Dataset entries
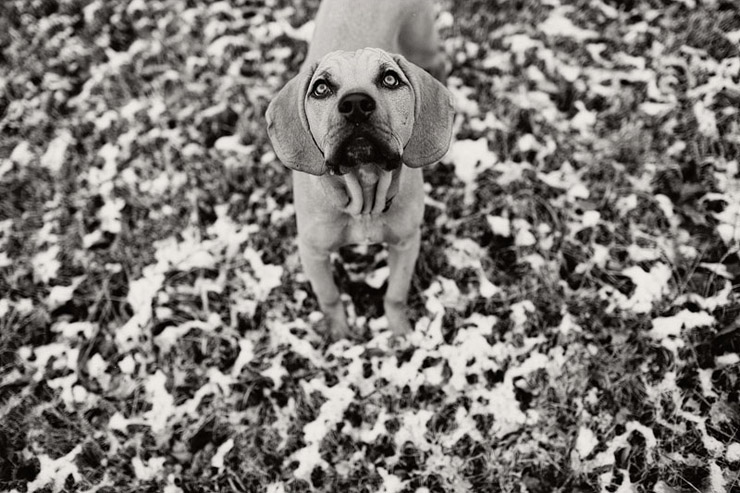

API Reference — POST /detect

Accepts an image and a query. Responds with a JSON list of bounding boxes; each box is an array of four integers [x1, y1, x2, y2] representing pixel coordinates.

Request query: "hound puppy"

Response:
[[266, 0, 454, 338]]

Task description = Lines containing the word "query" are to be pulled from the records and copied.

Response to the exercise =
Accepts an image and a query. Responds with a JSON list of bounding boxes; each box is an array of four integers [x1, y1, x2, y2] representing pixel coordinates.
Request query: "hound puppy"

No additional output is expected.